● **Your task**: Rewrite every line of the items below, including the lines that ask for points, and offset each x and y coordinate in the answers by adding 101 to it.

(Entries for labeling object positions)
-- -- --
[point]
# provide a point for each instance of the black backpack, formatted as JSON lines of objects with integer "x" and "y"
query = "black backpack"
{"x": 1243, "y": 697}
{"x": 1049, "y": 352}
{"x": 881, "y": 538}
-- -- --
● **Completed exercise**:
[point]
# provide a point for each instance of the black backpack, formatted as JSON lines of objects with integer "x" and "y"
query = "black backpack"
{"x": 1344, "y": 798}
{"x": 1150, "y": 453}
{"x": 982, "y": 639}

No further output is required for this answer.